→ **What the task asks**
Leaving nothing out, print each line of the material exactly.

************

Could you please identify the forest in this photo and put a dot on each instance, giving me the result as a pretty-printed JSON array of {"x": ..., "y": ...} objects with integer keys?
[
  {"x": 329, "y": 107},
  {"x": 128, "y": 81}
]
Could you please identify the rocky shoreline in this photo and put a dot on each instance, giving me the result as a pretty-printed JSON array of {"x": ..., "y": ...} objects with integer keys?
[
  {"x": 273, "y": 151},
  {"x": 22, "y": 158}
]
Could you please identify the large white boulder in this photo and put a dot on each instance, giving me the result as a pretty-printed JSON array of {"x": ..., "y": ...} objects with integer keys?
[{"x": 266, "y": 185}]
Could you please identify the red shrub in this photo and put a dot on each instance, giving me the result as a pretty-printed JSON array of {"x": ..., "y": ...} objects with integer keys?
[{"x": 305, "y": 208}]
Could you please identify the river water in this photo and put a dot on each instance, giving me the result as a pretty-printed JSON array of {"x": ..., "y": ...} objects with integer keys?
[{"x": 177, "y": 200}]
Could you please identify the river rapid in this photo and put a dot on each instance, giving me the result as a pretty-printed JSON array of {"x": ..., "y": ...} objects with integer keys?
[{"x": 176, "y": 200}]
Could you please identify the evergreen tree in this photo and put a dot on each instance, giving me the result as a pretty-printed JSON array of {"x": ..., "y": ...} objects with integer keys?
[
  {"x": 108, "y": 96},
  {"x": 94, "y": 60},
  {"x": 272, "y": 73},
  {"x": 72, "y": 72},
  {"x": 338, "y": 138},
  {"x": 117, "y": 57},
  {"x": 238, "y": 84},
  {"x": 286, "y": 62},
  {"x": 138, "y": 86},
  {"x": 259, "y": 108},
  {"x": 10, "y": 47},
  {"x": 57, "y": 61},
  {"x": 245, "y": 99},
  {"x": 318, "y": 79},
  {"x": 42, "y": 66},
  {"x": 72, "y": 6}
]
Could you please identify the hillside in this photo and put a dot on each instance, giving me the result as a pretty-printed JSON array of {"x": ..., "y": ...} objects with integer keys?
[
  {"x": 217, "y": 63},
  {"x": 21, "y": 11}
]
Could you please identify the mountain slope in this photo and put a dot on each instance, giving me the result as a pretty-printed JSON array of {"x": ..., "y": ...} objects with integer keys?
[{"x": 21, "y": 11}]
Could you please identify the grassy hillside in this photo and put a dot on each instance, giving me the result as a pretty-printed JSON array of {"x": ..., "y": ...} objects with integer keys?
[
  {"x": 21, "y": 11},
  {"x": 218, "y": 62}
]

************

→ **Answer to this problem**
Could you please identify the forest in this photo and put a dot on each instance, giving me the result as a pretty-printed JSON array of {"x": ..., "y": ...} objects with integer keys?
[
  {"x": 329, "y": 107},
  {"x": 128, "y": 81}
]
Could you please identify the rocky shoreline in this photo and put a dot on each instance, giving me the result as a pretty-printed JSON array of {"x": ..., "y": ...} objects with integer keys?
[
  {"x": 273, "y": 151},
  {"x": 22, "y": 158}
]
Could you please identify the large white boulder in this photo and put a dot on each instance, giving me the result as a pretty-printed JSON array of {"x": ..., "y": ...} objects with integer keys?
[{"x": 266, "y": 185}]
Could you please identify the red shrub in this photo and put a dot on each instance, giving me the result as a pretty-printed JSON array of {"x": ..., "y": ...} objects with integer keys?
[{"x": 305, "y": 208}]
Could you please identify the river water in this photo and put a dot on each instance, giving me the result as a pretty-printed JSON array of {"x": ..., "y": ...} objects with integer keys?
[{"x": 177, "y": 200}]
Could you please identify the river rapid in this photo and put a dot on each instance, giving me the result as a pretty-printed JSON array of {"x": ..., "y": ...} objects with integer keys?
[{"x": 176, "y": 200}]
Could you please identify the evergreen tree in this photo and put a dot on each instance, giving me the result as a pretty-printed JSON array of {"x": ..., "y": ...} objects with integer keys?
[
  {"x": 108, "y": 96},
  {"x": 94, "y": 60},
  {"x": 272, "y": 73},
  {"x": 72, "y": 72},
  {"x": 338, "y": 138},
  {"x": 117, "y": 57},
  {"x": 238, "y": 84},
  {"x": 286, "y": 62},
  {"x": 138, "y": 86},
  {"x": 259, "y": 108},
  {"x": 10, "y": 47},
  {"x": 57, "y": 61},
  {"x": 245, "y": 99},
  {"x": 318, "y": 79},
  {"x": 42, "y": 66},
  {"x": 72, "y": 6}
]
Could you please identify the hillside in this photo and put a dot on each instance, giving me the result as a pretty-printed JSON array of {"x": ..., "y": ...} objects with integer keys?
[
  {"x": 217, "y": 63},
  {"x": 21, "y": 11}
]
Could you please identify the mountain slope in this photo and put a dot on each instance, giving me the result as a pretty-printed JSON array of {"x": ..., "y": ...} objects with integer keys?
[{"x": 21, "y": 11}]
Could you please identify the grassy hillside in this photo and put a dot on each instance, giving me the result as a pretty-printed JSON array of {"x": ..., "y": ...} objects with integer keys?
[
  {"x": 21, "y": 11},
  {"x": 218, "y": 62}
]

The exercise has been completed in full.